ESTRATTO DELLA FONTE:
+ + + +

Ay Stratis è evitata dai naviganti anche in virtù del fatto che apparentemente non ha ripari ad eccezione del porto in cui, per barche dal pescaggio importante, c'è posto solo per 2.
Una nave crociera in perfetto sinc col tramonto. Omaggio a Ay Stratis?
Con le condizioni che troviamo noi, è ovviamente facile trovare ridosso, ma scorrendo la costa e saggiando gli ancoraggi, credo che Ay Stratis sia vittima di un pregiudizio: la forma particolare dell'isola, a punta nel suo versante sud, offre diverse baie protette sia sul versante ovest che sul versante est, nella parte meridionale.
Che il meltemi tenda a Nord Est, come consuetudine, o giri a nord Ovest, sul lato opposto dell'isola ci sono, secondo noi, condizioni di ancoraggio sicuro anche con 30 nodi.
"Death Valley" in Alonìtsi
Mentre è sicuramente un'eccezione ancorare e pernottare lungo la costa di Alonìtsi, sul versante nord. Noi lo facciamo grazie al dono di Eolo che ha chiuso per noi tutti i venti in una bisaccia per 36 ore. A terra, una lunga spiaggia di sassolini scuri di lava, una roccia calcarea che ricorda Procida e una grande e abbondante duna di sabbia chiara, costellata di arbusti simili ai lecci.
Abitata solo da capre timorose che al nostro scendere a terra fuggono sulla roccia.

+ + + +

DATI MOSTRATI:
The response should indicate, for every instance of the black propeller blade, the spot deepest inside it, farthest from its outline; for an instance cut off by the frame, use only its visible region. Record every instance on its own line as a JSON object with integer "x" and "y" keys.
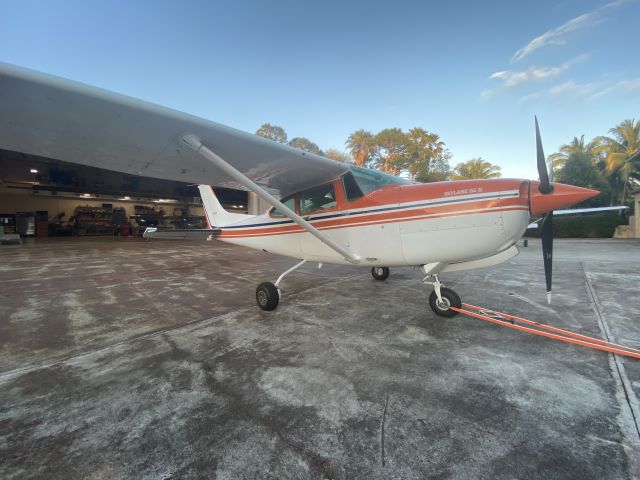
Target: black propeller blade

+ + + +

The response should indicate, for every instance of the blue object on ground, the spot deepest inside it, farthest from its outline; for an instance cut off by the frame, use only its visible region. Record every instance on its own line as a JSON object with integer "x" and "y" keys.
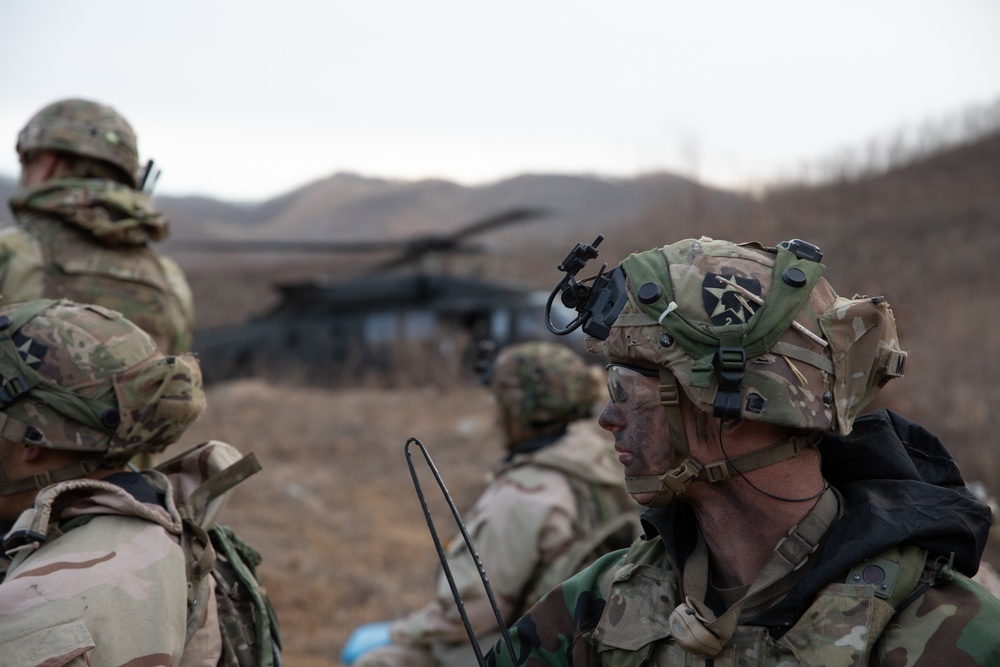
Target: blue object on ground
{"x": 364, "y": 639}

+ + + +

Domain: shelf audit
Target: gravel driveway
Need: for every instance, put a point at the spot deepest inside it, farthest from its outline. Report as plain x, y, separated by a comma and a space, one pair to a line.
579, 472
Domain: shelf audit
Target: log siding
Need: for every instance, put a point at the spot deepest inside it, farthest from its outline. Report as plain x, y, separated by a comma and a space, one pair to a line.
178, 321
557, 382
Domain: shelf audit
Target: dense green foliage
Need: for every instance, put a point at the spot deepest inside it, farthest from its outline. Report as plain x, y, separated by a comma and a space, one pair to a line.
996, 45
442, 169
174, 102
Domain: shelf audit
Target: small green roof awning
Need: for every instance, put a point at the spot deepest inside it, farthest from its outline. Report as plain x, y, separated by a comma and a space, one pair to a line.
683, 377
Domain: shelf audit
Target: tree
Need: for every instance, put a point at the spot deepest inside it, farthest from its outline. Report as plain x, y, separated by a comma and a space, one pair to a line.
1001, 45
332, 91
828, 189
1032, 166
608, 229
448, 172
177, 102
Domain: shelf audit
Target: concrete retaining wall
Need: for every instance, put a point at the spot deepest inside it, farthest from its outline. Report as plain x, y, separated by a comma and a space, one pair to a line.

+ + + +

COSA SI CHIEDE:
[a] Elenca gli elementi del paesaggio che l'estratto descrive a terra lungo la costa di Alonìtsi.
[b] Secondo l'estratto, quante barche dal pescaggio importante trovano posto nel porto di Ay Stratis?

INSIEME DELLE RISPOSTE:
[a]
- Una lunga spiaggia di sassolini scuri di lava
- Una roccia calcarea che ricorda Procida
- Una grande e abbondante duna di sabbia chiara, costellata di arbusti simili ai lecci

[b] Solo 2.